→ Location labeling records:
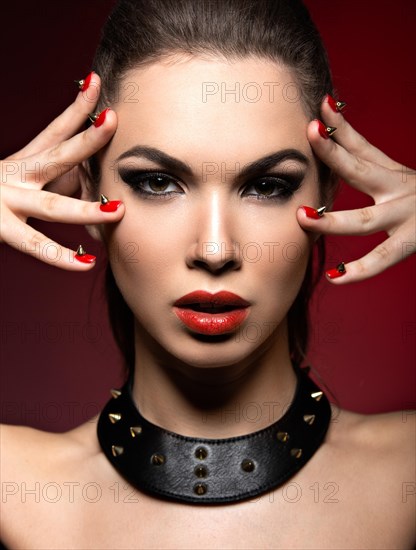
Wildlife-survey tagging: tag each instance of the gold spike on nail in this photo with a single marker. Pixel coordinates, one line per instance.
(93, 117)
(135, 430)
(296, 453)
(282, 436)
(117, 450)
(341, 267)
(309, 418)
(317, 395)
(114, 417)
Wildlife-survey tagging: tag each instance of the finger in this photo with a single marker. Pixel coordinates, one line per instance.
(389, 252)
(68, 184)
(53, 163)
(364, 175)
(68, 123)
(52, 207)
(26, 239)
(351, 140)
(362, 221)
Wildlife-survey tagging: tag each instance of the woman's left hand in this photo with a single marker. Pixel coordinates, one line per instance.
(390, 184)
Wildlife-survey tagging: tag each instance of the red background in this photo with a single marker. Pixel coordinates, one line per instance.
(58, 357)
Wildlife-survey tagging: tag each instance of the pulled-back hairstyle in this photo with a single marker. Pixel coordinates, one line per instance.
(140, 32)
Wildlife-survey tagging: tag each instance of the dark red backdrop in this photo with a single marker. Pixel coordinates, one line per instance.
(58, 357)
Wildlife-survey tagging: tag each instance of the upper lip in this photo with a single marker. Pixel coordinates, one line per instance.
(205, 299)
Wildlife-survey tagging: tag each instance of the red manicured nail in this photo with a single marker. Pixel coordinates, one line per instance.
(314, 213)
(325, 131)
(101, 118)
(336, 106)
(336, 272)
(83, 257)
(110, 206)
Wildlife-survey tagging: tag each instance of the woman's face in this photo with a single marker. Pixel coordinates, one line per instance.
(212, 161)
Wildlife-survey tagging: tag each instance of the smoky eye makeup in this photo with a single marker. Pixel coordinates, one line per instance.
(150, 184)
(279, 187)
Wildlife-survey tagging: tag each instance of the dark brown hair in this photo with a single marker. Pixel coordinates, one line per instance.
(139, 32)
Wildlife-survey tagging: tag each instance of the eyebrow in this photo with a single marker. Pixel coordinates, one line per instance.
(256, 167)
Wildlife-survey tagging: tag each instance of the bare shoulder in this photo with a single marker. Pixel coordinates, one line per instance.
(392, 435)
(26, 450)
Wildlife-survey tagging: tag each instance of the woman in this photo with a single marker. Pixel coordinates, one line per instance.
(196, 227)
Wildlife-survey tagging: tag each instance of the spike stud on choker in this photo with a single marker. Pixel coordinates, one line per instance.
(176, 467)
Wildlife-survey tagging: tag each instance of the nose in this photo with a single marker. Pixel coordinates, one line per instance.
(214, 248)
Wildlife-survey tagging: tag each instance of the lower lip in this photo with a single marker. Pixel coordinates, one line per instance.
(211, 323)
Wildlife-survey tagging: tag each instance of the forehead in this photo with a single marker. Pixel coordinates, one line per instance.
(214, 108)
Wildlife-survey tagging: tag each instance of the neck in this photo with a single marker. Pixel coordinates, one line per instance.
(214, 402)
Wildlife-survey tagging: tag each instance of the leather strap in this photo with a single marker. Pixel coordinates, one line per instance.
(187, 469)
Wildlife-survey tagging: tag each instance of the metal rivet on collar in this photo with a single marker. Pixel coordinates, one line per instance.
(200, 489)
(117, 450)
(200, 471)
(296, 453)
(114, 417)
(135, 430)
(282, 436)
(248, 465)
(201, 453)
(115, 393)
(158, 459)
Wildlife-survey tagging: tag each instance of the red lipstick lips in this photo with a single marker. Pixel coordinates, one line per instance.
(211, 314)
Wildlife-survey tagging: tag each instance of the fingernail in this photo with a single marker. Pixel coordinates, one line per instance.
(315, 213)
(83, 257)
(336, 106)
(336, 272)
(98, 118)
(108, 206)
(85, 82)
(325, 131)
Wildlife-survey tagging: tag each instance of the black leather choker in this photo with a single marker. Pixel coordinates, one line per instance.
(213, 471)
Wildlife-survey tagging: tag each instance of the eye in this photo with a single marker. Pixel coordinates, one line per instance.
(152, 184)
(271, 188)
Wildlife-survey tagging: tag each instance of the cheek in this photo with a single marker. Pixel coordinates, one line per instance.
(283, 251)
(143, 248)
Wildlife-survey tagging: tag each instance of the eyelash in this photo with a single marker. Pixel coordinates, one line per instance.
(283, 187)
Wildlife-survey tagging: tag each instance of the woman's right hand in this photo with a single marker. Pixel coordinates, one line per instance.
(38, 180)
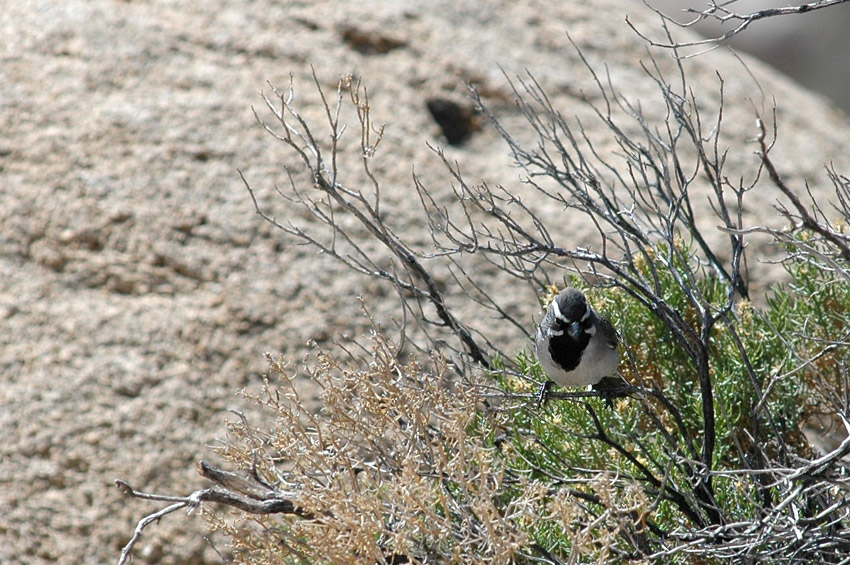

→ GIVEN EXERCISE: Copy out the listing, from the line with "Wildlife-survey tagging: tag each instance of the leather" up to and including its last line. Leave the pictures out.

→ SOLUTION TO THIS PROBLEM:
Wildlife-survey tagging: tag each instance of the leather strap in this photo with a single marker. Pixel coordinates, one line per instance.
(187, 469)
Wildlife-survey tagging: tag each instance of the metal rivet on collar in this photo with a single marker. Pixel coordinates, one line per instance.
(200, 489)
(117, 450)
(200, 471)
(296, 453)
(114, 417)
(135, 430)
(282, 436)
(248, 465)
(201, 453)
(115, 393)
(158, 459)
Wildlife-survey tagging: tag each instance of the red lipstick lips in this photo with a single marker. Pixel coordinates, one line per instance.
(211, 314)
Wildlife-survey tagging: tag each instance of the fingernail in this photo with a single marker. Pixel coordinates, one line per instance.
(315, 213)
(83, 257)
(336, 106)
(336, 272)
(98, 118)
(108, 206)
(85, 82)
(325, 131)
Wildlife-survey tagging: tag each instance of the black leather choker in this photo with a single marker. Pixel coordinates, one line per instance.
(213, 471)
Wildlife-survey tagging: tag each instance of the eye in this photo with a single marker. Pixel coordinates, one line per instance.
(152, 184)
(271, 188)
Wildlife-survey tagging: tag each instance of the cheek in this photo with a single marker. Pixel coordinates, one line per instance.
(283, 251)
(143, 248)
Wildlife-survey tagging: tag each instance of the eyelash in this photo with a single marker. Pixel coordinates, one line per instance.
(283, 187)
Wildlife-survey tagging: tag each instance of the woman's right hand in this photo with a single marker. Pixel coordinates, one line per instance.
(38, 180)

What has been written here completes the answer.